WHAT YOU ARE ASKED TO DO: Find every line in the listing below that contains the word "support", matching case exactly, and copy each of those lines.

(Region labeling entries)
________

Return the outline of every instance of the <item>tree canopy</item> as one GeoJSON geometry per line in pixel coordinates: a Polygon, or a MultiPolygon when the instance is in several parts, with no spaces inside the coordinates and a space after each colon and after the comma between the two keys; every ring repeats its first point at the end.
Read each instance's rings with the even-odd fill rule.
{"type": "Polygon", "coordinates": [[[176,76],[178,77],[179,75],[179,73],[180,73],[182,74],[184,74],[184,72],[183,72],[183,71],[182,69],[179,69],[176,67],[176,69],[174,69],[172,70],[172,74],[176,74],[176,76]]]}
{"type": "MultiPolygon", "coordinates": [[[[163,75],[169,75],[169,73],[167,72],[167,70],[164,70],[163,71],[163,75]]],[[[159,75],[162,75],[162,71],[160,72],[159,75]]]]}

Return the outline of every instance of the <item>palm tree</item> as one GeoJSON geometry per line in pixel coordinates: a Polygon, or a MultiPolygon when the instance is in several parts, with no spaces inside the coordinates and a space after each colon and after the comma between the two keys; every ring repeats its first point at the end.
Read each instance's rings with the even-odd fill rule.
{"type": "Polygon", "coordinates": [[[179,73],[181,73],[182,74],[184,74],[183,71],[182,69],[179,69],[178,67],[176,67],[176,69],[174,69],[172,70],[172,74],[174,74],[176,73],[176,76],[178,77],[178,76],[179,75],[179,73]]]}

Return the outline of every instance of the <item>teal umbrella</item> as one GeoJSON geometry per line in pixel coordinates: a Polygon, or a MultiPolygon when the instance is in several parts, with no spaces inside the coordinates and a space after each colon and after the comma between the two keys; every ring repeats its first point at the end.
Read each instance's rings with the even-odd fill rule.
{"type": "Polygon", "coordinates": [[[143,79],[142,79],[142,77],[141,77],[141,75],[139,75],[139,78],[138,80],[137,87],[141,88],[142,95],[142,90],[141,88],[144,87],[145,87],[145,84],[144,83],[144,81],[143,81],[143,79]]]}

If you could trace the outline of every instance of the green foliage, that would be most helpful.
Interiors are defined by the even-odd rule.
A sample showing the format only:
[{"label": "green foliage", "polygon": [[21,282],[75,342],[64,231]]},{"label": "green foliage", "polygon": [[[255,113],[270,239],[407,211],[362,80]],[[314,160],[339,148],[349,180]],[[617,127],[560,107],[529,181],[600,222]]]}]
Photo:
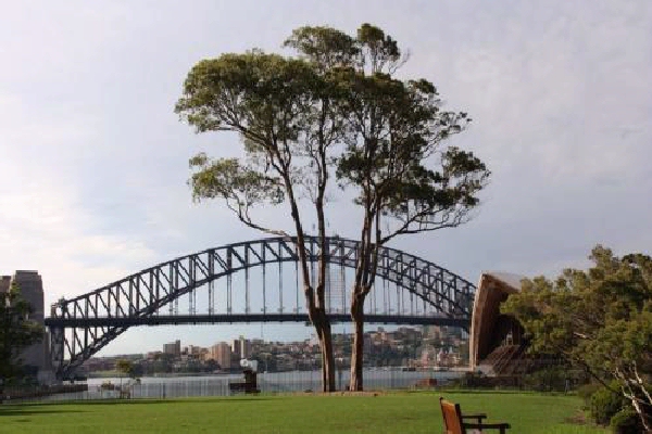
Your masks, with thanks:
[{"label": "green foliage", "polygon": [[42,340],[43,328],[29,319],[33,312],[15,283],[7,293],[0,293],[0,379],[20,375],[21,352]]},{"label": "green foliage", "polygon": [[[244,158],[202,153],[190,161],[196,201],[224,200],[244,225],[279,235],[290,233],[266,227],[251,209],[289,206],[309,315],[319,339],[328,340],[325,258],[313,289],[299,201],[314,205],[321,243],[330,178],[354,190],[354,203],[363,207],[351,297],[356,312],[375,279],[377,248],[400,234],[467,221],[489,171],[473,153],[446,145],[471,122],[467,114],[443,111],[430,81],[393,76],[406,58],[383,29],[363,24],[349,36],[306,26],[293,30],[285,47],[298,58],[251,50],[200,61],[175,111],[198,132],[234,131],[242,142]],[[333,365],[333,355],[326,357]],[[360,374],[361,357],[354,356]]]},{"label": "green foliage", "polygon": [[600,381],[615,380],[613,390],[649,424],[652,258],[616,257],[602,246],[590,258],[594,266],[588,271],[567,269],[555,281],[525,280],[502,310],[524,326],[534,352],[562,354]]}]

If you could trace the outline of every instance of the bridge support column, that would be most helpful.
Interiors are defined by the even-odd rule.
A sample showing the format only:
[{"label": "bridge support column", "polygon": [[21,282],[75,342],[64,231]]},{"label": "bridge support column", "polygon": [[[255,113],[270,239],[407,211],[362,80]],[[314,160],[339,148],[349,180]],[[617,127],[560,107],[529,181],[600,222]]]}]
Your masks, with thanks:
[{"label": "bridge support column", "polygon": [[52,370],[57,375],[57,380],[61,381],[62,368],[63,368],[63,353],[65,345],[65,335],[63,327],[51,327],[50,328],[50,362]]}]

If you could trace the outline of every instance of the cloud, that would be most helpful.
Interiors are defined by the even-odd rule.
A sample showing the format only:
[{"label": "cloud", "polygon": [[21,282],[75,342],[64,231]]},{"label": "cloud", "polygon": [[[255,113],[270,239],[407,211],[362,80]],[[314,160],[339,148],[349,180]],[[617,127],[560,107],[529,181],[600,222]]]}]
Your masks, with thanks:
[{"label": "cloud", "polygon": [[[431,79],[447,108],[474,118],[454,143],[493,171],[476,219],[394,246],[474,280],[585,266],[598,242],[652,245],[647,0],[43,1],[4,5],[3,18],[0,271],[39,269],[48,301],[261,237],[220,203],[191,203],[188,157],[239,143],[195,136],[173,106],[195,62],[280,50],[305,24],[384,27],[412,52],[402,73]],[[331,230],[355,237],[348,201],[333,205]],[[259,215],[283,225],[286,214]]]}]

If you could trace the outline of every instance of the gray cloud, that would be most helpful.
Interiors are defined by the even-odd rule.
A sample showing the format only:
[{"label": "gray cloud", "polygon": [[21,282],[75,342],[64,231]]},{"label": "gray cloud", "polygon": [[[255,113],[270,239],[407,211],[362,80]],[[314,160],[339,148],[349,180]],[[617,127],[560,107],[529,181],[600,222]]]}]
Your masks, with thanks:
[{"label": "gray cloud", "polygon": [[[476,219],[396,246],[475,280],[586,266],[598,242],[618,253],[652,245],[645,0],[33,1],[4,4],[0,20],[0,271],[40,269],[48,303],[259,237],[220,204],[191,204],[188,157],[238,142],[195,136],[173,105],[195,62],[279,50],[305,24],[384,27],[412,52],[402,74],[431,79],[474,118],[454,140],[493,170]],[[285,213],[261,215],[283,225]],[[354,237],[350,215],[340,199],[333,231]]]}]

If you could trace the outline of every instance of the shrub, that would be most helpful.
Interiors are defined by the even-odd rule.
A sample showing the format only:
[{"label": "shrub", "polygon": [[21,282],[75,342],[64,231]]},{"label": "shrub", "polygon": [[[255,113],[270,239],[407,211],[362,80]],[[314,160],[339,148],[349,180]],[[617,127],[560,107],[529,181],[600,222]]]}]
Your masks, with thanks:
[{"label": "shrub", "polygon": [[610,425],[615,434],[638,434],[643,432],[640,418],[630,407],[624,408],[614,414]]},{"label": "shrub", "polygon": [[591,396],[593,396],[593,394],[598,392],[600,387],[601,386],[598,383],[582,384],[581,386],[577,387],[577,396],[584,400],[586,408],[589,408]]}]

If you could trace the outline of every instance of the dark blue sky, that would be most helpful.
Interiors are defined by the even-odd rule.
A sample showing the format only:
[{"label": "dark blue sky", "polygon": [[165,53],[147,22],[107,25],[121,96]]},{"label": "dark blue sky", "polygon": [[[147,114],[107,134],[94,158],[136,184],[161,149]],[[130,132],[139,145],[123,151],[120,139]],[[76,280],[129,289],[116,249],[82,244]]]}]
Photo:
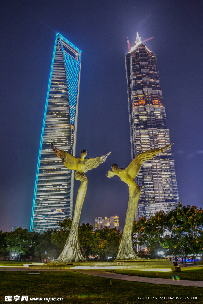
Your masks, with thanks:
[{"label": "dark blue sky", "polygon": [[[80,222],[118,216],[128,187],[105,176],[131,161],[124,55],[136,32],[157,56],[180,200],[202,206],[202,3],[178,0],[7,0],[1,8],[0,230],[30,227],[55,35],[82,51],[76,155],[112,151],[88,171]],[[74,201],[79,182],[75,182]]]}]

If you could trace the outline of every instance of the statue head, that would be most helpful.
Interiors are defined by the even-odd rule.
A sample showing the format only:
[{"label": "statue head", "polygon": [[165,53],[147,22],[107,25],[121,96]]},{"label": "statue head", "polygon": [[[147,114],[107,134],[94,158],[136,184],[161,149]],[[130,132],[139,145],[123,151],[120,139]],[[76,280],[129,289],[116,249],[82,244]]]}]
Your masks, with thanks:
[{"label": "statue head", "polygon": [[113,164],[111,166],[112,171],[114,173],[118,174],[120,172],[120,168],[119,168],[117,164]]},{"label": "statue head", "polygon": [[80,154],[80,158],[84,159],[87,154],[87,150],[86,150],[85,149],[83,149]]}]

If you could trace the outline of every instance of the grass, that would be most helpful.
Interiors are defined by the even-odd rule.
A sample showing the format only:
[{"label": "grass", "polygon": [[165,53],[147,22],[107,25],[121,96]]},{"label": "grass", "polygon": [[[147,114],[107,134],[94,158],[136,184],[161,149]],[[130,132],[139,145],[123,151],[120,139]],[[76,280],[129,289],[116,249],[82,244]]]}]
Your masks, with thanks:
[{"label": "grass", "polygon": [[171,279],[172,275],[175,277],[177,275],[180,280],[191,280],[194,281],[203,281],[203,267],[199,268],[182,268],[180,272],[172,271],[144,271],[136,270],[117,269],[116,270],[108,271],[109,272],[118,273],[120,275],[135,275],[138,277],[145,277],[148,278],[159,278],[161,279]]},{"label": "grass", "polygon": [[18,261],[0,261],[0,266],[22,266],[23,264],[28,264],[29,261],[26,262],[19,262]]},{"label": "grass", "polygon": [[28,303],[41,304],[47,302],[30,301],[30,297],[62,297],[63,301],[60,302],[61,304],[134,304],[137,302],[135,297],[140,296],[197,297],[197,300],[192,300],[161,301],[154,298],[140,301],[153,304],[163,302],[166,304],[191,304],[191,301],[198,303],[203,301],[203,288],[201,288],[110,280],[72,271],[39,271],[37,275],[18,271],[0,273],[1,303],[5,303],[5,296],[9,295],[28,295]]}]

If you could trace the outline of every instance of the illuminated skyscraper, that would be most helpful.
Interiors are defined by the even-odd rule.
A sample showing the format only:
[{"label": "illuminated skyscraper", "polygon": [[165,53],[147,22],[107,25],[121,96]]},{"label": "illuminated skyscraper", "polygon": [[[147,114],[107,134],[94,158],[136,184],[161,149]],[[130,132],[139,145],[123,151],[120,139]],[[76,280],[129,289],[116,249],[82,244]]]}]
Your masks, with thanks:
[{"label": "illuminated skyscraper", "polygon": [[81,52],[58,33],[37,164],[30,231],[42,233],[72,218],[74,171],[52,151],[51,142],[75,155]]},{"label": "illuminated skyscraper", "polygon": [[119,228],[118,218],[118,216],[96,217],[94,220],[95,230],[99,230],[106,227],[118,228]]},{"label": "illuminated skyscraper", "polygon": [[[132,159],[170,142],[156,55],[138,33],[135,43],[125,55]],[[145,161],[136,181],[141,189],[136,220],[174,209],[178,195],[171,148]]]}]

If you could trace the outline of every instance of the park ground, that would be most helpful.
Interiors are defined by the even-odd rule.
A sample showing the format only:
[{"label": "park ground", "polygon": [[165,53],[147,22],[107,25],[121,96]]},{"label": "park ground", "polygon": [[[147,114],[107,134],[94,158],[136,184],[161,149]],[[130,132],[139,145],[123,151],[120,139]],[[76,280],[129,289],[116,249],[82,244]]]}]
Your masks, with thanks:
[{"label": "park ground", "polygon": [[[21,266],[23,263],[0,262],[0,265]],[[19,264],[19,265],[18,264]],[[11,269],[10,269],[11,270]],[[30,297],[62,297],[61,304],[132,304],[164,303],[182,304],[203,303],[203,288],[170,285],[161,285],[113,279],[83,274],[74,271],[39,271],[39,274],[27,272],[37,271],[2,271],[0,268],[0,302],[5,301],[6,295],[28,295],[28,303],[44,303],[30,301]],[[109,272],[129,275],[172,278],[172,272],[123,270]],[[175,273],[182,280],[203,280],[203,267],[181,269]],[[177,278],[178,279],[178,278]],[[197,299],[155,299],[155,297],[196,297]],[[138,297],[154,297],[153,299],[136,300]],[[19,301],[12,303],[26,303]],[[47,302],[46,301],[45,303]],[[50,301],[50,303],[56,302]]]}]

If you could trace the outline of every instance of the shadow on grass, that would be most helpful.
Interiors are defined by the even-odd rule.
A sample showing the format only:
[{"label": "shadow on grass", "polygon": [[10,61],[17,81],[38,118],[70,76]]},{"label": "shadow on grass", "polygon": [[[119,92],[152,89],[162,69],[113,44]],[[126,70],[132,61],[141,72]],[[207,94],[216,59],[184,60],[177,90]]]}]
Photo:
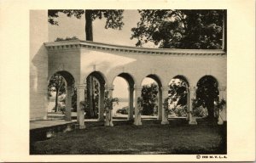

________

TASK ANSWER:
If you could trace the outline of every instance of the bridge support column, that would be most helpful.
[{"label": "bridge support column", "polygon": [[21,282],[75,342],[64,231]]},{"label": "bridge support column", "polygon": [[[255,113],[270,239],[407,211],[362,80]],[[314,160],[339,148],[349,180]],[[617,127],[560,107],[529,181],[600,222]]]}]
[{"label": "bridge support column", "polygon": [[52,370],[57,375],[57,380],[61,381],[62,368],[63,368],[63,353],[65,345],[65,335],[63,327],[51,327],[50,328],[50,362]]}]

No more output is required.